##### PAGINATEKST
Hoe gaaf zou het zijn als we met eenvoudig te verzamelen gegevens per persoon een score zouden kunnen berekenen die weergeeft hoeveel kans iemand heeft op het ontwikkelen van een psychose? Dus niet een score die is berekend op groepsniveau, maar een score die gebaseerd is op specifieke kenmerken van een individu. Het zou de zorg voor onze hoogrisicogroep veel gerichter kunnen maken. En misschien zouden we veel jonge mannen en vrouwen gerust kunnen stellen met een lager individueel risico dan je zou verwachten op basis van de term “hoogrisicogroep”.
Een grote groep onderzoekers heeft meegewerkt aan een poging om een formule te ontwikkelen die een dergelijke risico-score als resultaat zou hebben. Ze deden dat met behulp van reeds verzamelde data in eerder gepubliceerde studies naar het transitie-risico in de hoogrisicopopulatie. Met behulp van diverse zoekmachines werden 43 studies gevonden die voldeden aan de criteria zoals die door de onderzoekers werden gesteld. Alle studies onderzochten de transitie naar psychose en gebruikten daarvoor gevalideerde meetinstrumenten. Uiteindelijk is het de onderzoekers gelukt om de individuele data van 15 studies (met in totaal 1676 deelnemers) te verkrijgen en verder te analyseren. De voorspellers die werden meegenomen in de analyses werden vooraf door de onderzoekers – op basis van de literatuur – vastgesteld.
##########
##### VERSTREKTE GEGEVENS
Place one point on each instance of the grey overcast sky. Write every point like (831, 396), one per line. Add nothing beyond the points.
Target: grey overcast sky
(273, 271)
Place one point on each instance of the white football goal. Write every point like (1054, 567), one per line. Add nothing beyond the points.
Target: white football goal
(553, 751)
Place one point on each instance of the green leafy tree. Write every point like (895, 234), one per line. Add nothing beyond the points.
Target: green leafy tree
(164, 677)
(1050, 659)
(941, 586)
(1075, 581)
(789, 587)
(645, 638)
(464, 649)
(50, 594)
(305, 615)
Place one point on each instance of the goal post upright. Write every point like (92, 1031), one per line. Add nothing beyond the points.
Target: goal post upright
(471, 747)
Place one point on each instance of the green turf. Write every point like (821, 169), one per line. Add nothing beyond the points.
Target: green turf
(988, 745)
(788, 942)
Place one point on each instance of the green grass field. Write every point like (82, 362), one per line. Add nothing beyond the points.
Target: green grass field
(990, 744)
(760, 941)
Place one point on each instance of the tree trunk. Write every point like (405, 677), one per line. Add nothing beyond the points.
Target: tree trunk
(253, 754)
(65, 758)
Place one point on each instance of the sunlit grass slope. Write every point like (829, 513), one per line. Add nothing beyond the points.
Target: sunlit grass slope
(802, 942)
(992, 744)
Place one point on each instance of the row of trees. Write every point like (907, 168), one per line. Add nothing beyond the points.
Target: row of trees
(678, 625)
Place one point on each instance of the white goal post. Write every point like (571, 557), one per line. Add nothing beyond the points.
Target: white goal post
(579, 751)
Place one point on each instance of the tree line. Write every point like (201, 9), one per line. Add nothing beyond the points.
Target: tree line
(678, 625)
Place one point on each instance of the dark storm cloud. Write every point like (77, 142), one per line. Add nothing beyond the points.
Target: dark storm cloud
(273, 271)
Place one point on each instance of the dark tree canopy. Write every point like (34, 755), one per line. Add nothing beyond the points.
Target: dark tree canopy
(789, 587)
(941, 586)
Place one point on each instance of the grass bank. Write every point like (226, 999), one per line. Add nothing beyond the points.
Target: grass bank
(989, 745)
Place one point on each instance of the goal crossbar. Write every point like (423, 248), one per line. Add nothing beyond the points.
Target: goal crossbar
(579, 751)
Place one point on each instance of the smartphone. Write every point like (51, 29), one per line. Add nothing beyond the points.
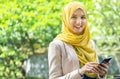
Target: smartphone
(106, 60)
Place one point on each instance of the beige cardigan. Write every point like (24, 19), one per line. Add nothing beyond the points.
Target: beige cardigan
(63, 61)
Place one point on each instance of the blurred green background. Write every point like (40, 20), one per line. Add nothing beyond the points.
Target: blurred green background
(28, 26)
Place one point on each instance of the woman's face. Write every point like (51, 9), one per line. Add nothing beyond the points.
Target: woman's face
(78, 21)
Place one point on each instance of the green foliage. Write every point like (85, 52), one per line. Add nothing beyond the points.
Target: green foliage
(25, 23)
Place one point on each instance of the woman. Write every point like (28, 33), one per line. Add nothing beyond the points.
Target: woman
(72, 54)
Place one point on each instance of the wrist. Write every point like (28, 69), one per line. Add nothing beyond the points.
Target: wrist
(80, 72)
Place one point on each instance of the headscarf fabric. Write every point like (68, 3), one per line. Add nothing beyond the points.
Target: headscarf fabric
(81, 42)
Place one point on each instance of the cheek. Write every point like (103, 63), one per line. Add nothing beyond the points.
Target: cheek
(71, 23)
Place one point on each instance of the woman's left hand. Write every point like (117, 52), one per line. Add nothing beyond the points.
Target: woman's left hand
(101, 69)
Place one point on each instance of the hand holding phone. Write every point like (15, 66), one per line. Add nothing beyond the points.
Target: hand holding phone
(106, 60)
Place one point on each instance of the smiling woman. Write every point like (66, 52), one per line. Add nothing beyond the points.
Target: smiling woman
(72, 54)
(78, 21)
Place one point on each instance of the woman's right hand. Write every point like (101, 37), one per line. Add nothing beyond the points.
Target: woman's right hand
(88, 67)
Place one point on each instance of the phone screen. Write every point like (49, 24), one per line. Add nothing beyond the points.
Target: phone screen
(106, 60)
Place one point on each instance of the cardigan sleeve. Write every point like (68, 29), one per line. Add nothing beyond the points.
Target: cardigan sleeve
(94, 45)
(55, 64)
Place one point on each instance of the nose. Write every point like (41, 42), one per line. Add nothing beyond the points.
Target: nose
(79, 21)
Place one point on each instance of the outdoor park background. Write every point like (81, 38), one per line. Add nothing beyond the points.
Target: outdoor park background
(28, 26)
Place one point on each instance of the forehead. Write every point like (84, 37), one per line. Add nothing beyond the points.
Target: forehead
(79, 12)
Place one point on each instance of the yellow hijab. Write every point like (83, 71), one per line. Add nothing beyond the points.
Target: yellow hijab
(81, 42)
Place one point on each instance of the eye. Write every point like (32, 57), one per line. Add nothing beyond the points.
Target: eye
(83, 17)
##########
• _OPDRACHT A_
Vat de tekst over de voorspelling van het psychoserisico samen in twee zinnen.
• _OPDRACHT B_
Vul de tekst over de risicoscore voor psychose aan met het volgende deel, aansluitend op de laatste zin.

• _ANTWOORDRUIMTE A_
Een individuele score die op basis van eenvoudig te verzamelen gegevens de kans op een psychose weergeeft, zou de zorg voor de hoogrisicogroep gerichter kunnen maken en misschien veel jonge mannen en vrouwen gerust kunnen stellen. Om een formule voor zo'n score te ontwikkelen, verkregen onderzoekers de individuele data van 15 van de 43 gevonden studies naar de transitie naar psychose, met in totaal 1676 deelnemers, en legden zij de voorspellers vooraf op basis van de literatuur vast.

• _ANTWOORDRUIMTE B_
Uit deze analyses naar voren dat de volgende variabelen meegenomen moeten worden in een individuele risico-score: geslacht, leeftijd, hoogrisico-subgroep, GAF, ernst negatieve symptomen en ernst van positieve symptomen. Deze voorspellers zijn niet nieuw en sluiten vanzelfsprekend aan bij eerdere studies. Het nieuwe zit hem in het samenbrengen van alle voorspellers en de lading die aan de verschillende voorspellers wordt gegeven.
Voor de liefhebber…dit is de formule: risico op psychose = 1 – (7.543 + 0.179 (geslacht = vrouw) + −0.049 × (leeftijd) +.689 × (genetisch risicogroep) + −0.370 × (subklinische symptomen groep= ja) + −0.738 × (BLIPS groep = ja) + 0.006 × (GAF) + −0.052 × (totaal score negatieve symptomen SIPS/SOPS) +−0.102 × (totaal score positieve psychotische symptomen SIPS/SOPS)).
Het ziet er ingewikkelder uit dan het is. De benodigde gegevens zijn eenvoudig verzameld en na het doen van bovenstaande invuloefening rolt er een getal uit. Toch raden de onderzoekers nog niet aan deze formule in de praktijk te gaan gebruiken. Ze geven aan dat er te veel haken en ogen aan de dataverzameling zitten om deze formule als valide en betrouwbaar instrument in de behandeling te gebruiken en dat de voorspellende waarde nog onvoldoende is. Daarom willen ze dit onderzoek graag herhalen in een grotere groep mensen en met minder heterogene studies zodat de formule verder gefinetuned kan worden.
Op andere gebieden – bijvoorbeeld in de oncologie en cardiologie – hebben dergelijke formules hun waarde in de klinische praktijk bewezen. Dus potentie zit er zeker in maar deze het is voor de psychosezorg nog toekomstmuziek.